**Bloco de texto**
########################################

PÁGINA DE IMPRENSA DE PEDRO LARANJEIRA 13 janeiro 2007

DR. FERNANDO DE PÁDUA

      Entrevista

Oito décadas não abrandaram a vivacidade do Dr. Fernando de Pádua, possuidor de um dinamismo contagiante e firme nas suas convicções.

Foi uma hora agradável de conversa enriquecedora, mas sempre informal e cheia de exemplos pitorescos.

Aqui fica o resumo possível.

Fale-nos da relação entre o tabaco e as doenças cardiovasculares.

Nos anos 50, quando me formei, eu fumava, toda a gente fumava... lembro-me até de estar a fumar com uma namorada e ter aquele prazer de soprar o tabaco para ela, era até uma coisa romântica. Nessa altura não se julgava ser o malefício que hoje sabemos. Foi nessa altura que se começou a estudar a taxa de mortalidade por ataques cardíacos, que indicava números altíssimos em relação aos fumadores...

Um médico inglês fez um estudo com fumadores e não fumadores e verificou a muito maior mortalidade por cancro de pulmão nos fumadores.

########################################

**Dados armazenados**

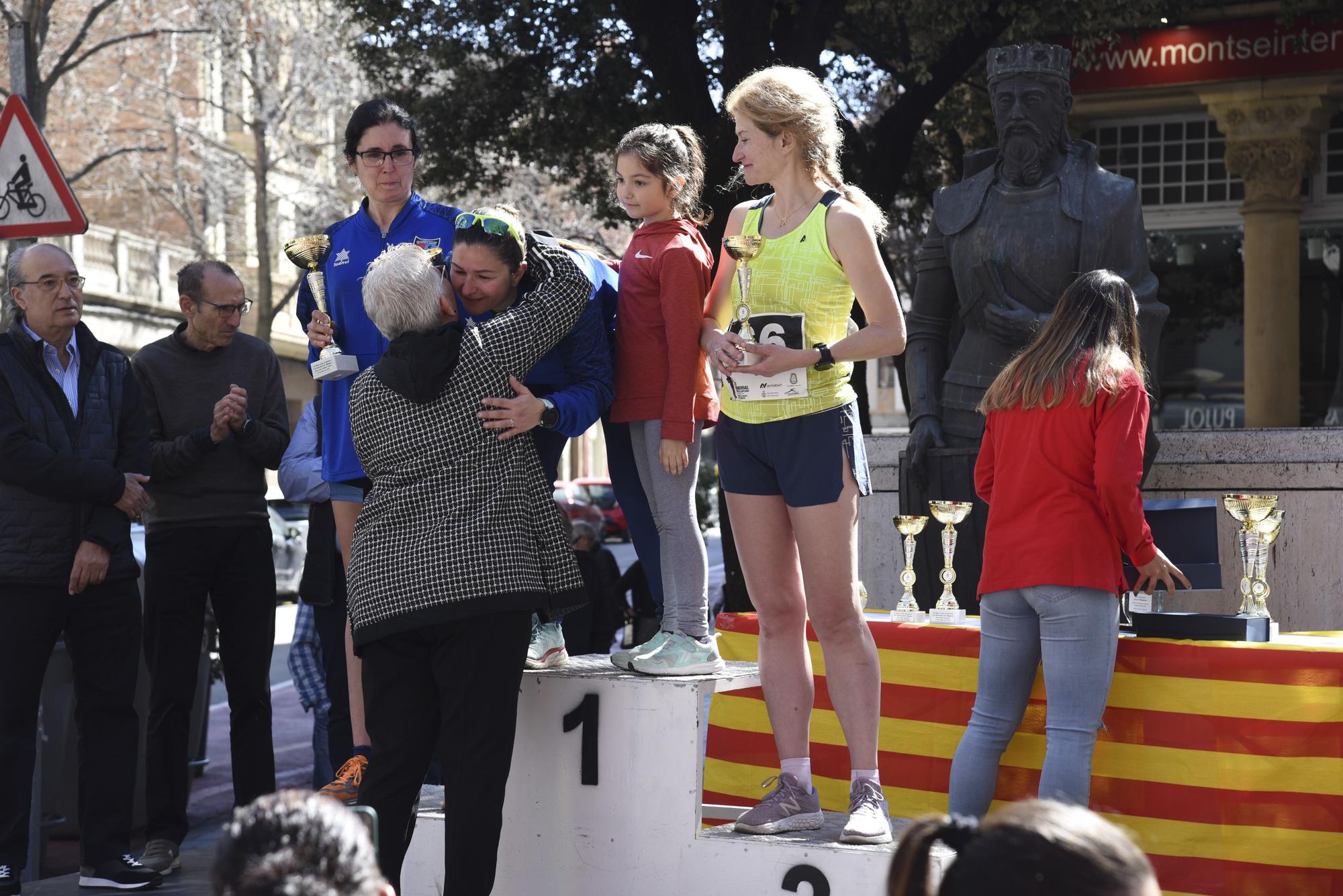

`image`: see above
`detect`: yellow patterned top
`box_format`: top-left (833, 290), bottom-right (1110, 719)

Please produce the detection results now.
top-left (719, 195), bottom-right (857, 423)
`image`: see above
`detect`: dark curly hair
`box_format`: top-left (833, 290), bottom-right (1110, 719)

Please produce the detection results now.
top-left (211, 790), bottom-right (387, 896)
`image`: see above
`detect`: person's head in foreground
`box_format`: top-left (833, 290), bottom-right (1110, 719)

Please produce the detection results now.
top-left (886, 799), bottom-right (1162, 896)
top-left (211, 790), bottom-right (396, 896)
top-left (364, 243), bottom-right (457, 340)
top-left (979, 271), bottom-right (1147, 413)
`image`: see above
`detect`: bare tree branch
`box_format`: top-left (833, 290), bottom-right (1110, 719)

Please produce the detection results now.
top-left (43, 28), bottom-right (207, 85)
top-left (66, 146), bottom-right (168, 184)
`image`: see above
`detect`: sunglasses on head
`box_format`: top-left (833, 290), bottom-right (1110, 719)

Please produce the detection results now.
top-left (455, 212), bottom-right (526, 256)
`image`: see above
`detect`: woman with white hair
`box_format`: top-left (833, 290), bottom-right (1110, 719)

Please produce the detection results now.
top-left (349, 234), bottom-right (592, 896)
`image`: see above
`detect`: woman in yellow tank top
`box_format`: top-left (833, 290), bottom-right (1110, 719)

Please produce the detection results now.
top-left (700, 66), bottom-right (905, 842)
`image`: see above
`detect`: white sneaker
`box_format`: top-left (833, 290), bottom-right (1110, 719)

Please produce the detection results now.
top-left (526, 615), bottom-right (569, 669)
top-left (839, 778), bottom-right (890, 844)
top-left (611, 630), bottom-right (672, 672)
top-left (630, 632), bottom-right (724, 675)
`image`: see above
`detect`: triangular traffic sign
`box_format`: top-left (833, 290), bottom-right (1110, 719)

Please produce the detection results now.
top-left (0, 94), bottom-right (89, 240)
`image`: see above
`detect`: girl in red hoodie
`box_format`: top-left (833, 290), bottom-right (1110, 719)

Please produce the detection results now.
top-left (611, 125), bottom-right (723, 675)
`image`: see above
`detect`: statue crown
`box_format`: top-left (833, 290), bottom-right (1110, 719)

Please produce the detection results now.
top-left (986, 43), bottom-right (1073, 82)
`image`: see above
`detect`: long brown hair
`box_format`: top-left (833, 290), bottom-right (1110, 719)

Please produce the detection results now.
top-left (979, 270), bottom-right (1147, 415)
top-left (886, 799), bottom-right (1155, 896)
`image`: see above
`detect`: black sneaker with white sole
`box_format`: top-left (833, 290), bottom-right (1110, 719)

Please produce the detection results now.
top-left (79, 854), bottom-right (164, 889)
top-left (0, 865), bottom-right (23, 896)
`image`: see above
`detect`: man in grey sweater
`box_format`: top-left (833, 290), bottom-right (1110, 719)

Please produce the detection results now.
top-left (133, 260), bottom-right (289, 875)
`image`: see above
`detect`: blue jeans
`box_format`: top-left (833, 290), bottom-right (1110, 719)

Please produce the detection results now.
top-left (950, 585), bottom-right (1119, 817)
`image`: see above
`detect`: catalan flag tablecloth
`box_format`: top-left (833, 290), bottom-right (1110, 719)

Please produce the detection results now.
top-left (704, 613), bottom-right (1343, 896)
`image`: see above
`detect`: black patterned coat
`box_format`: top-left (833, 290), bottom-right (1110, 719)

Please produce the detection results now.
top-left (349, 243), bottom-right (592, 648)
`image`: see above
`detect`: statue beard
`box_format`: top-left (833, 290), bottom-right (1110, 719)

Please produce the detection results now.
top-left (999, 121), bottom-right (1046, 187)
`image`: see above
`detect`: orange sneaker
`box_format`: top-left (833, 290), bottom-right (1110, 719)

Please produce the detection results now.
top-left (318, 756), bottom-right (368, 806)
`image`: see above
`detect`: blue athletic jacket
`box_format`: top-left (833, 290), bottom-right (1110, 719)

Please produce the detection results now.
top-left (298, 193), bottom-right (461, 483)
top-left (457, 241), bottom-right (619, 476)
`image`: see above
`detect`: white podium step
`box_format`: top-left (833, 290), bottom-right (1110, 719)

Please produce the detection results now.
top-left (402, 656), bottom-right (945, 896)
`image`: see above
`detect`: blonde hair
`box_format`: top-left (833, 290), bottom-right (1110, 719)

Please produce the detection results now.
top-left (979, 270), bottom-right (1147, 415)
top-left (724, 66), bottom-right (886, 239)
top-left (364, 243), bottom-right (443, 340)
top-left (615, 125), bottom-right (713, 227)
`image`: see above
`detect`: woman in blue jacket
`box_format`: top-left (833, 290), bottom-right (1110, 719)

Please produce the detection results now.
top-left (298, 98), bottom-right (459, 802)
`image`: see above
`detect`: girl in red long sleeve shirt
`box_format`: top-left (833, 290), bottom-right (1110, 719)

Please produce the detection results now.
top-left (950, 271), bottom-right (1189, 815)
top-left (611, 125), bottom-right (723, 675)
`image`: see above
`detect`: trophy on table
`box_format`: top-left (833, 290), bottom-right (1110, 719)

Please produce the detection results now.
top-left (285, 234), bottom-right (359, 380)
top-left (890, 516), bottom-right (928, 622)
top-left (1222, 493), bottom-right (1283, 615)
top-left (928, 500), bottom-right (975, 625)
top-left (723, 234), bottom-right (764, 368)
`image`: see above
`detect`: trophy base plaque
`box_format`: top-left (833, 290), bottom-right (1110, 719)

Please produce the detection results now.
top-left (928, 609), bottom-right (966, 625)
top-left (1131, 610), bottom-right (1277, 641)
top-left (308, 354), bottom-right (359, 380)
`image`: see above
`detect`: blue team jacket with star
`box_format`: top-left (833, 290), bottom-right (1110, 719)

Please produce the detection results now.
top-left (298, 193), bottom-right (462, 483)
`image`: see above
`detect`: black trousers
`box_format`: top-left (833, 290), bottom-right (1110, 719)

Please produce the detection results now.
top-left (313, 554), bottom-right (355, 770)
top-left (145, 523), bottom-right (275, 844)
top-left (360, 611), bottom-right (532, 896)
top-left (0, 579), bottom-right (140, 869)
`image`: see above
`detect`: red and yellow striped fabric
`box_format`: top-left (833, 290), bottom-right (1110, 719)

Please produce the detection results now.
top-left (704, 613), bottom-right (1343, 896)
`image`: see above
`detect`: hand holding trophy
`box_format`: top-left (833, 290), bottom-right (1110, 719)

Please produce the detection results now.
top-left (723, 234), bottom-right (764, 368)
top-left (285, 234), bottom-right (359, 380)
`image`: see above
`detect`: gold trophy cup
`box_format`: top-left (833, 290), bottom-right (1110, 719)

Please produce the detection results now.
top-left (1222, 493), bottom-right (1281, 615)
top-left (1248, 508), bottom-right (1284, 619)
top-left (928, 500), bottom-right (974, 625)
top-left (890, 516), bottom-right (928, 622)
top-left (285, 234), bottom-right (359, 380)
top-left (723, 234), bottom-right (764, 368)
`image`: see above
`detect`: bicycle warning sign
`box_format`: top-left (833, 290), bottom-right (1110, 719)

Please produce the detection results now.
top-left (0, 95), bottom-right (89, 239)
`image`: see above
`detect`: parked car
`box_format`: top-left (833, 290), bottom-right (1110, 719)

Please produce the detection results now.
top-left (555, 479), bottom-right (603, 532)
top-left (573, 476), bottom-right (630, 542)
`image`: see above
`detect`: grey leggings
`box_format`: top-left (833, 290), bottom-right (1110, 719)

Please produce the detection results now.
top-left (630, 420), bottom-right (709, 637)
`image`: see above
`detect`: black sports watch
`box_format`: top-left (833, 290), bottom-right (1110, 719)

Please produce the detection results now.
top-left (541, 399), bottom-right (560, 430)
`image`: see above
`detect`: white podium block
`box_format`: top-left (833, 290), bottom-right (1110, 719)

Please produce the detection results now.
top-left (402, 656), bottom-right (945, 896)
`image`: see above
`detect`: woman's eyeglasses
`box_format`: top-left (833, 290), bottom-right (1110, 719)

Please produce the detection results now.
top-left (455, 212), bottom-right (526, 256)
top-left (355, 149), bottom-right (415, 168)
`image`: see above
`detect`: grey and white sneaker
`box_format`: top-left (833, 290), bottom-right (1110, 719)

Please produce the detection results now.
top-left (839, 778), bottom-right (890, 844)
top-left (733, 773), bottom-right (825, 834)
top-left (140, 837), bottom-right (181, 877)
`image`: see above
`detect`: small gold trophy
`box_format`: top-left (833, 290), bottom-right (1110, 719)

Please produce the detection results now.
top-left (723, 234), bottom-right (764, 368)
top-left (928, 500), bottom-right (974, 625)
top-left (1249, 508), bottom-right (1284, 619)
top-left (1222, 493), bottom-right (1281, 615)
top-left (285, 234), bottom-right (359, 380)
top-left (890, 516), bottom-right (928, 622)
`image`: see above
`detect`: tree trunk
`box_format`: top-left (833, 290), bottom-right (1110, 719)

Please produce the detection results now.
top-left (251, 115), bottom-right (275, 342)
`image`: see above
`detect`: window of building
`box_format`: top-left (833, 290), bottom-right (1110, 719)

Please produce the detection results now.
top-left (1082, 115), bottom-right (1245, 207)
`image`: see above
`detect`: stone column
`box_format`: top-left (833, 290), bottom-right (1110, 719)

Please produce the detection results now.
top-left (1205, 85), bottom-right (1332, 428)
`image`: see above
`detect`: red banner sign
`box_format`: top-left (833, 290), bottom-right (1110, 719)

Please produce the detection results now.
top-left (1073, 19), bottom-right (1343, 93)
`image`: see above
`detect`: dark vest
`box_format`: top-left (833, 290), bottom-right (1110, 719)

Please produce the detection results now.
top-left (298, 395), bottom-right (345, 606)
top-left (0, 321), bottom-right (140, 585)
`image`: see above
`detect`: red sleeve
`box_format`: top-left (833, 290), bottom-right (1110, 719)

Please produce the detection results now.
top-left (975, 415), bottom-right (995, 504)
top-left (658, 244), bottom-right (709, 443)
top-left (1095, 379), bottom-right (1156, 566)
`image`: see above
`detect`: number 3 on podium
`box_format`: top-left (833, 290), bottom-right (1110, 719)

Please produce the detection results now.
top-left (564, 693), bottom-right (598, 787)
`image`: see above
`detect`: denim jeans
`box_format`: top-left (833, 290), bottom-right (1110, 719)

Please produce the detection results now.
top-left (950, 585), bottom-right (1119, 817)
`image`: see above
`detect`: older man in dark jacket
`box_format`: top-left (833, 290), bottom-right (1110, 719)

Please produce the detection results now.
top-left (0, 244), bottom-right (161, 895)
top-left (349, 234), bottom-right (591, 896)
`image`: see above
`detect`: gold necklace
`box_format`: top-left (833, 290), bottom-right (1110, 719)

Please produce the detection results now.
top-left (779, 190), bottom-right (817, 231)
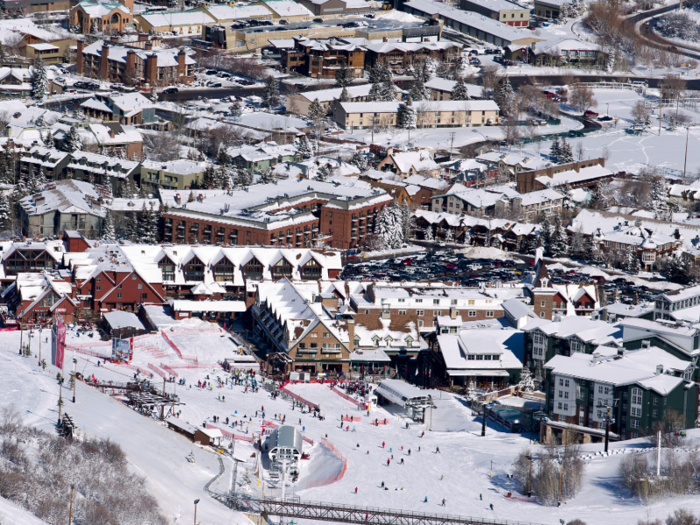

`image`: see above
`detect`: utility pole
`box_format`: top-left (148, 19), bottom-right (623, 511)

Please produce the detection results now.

########################################

**O que se pede**
Prossiga a entrevista ao Dr. Fernando de Pádua sobre o tabaco e as doenças cardiovasculares a partir da última frase apresentada. O material não é necessário.

**Espaço de resposta**
...o cancro do pulmão... mas existem outros malefícios, certo?

Só nos anos 60 se começou a descobrir que também era um malefício para o coração, a nível dos acidentes vasculares cerebrais e enfarte do miocárdio, e desde então as descobertas são maiores, ao ponto de hoje não haver país nenhum que não queira que a taxa de fumadores desça! Agora que as mulheres estão a fumar mais, a taxa de cancro nelas aumentou 50% nos últimos 10 anos.

É verdade que uma mulher que fume e tome a pílula está 10 vezes mais sujeita a sofrer de doenças cardiovasculares?

Sim, porque a pílula com o tabaco aumenta a probabilidade de trombose. Os acidentes vasculares cerebrais em mulheres jovens são quase sempre fumo e pílula. Aumenta dez vezes a capacidade de coagulação do sangue e uma das terapêuticas preventivas para os acidentes vasculares cerebrais é tomar anticoagulantes.Todos nós temos arteriosclerose, começa na infância, pela gordura, pelo açúcar, pelo tabaco, escapes dos automóveis, tudo isto vai estragando as artérias e por isso temos arteriosclerose lá para os 50 ou 60 anos, mais grave se complicarmos a coisa com tabaco, hipertensão, diabetes. Ao princípio, a pessoa não sente nada, a menos que faça um exercício mais acelerado, em que precise de mais oxigénio.

Os Portugueses também têm problemas graves de alimentação, não é verdade?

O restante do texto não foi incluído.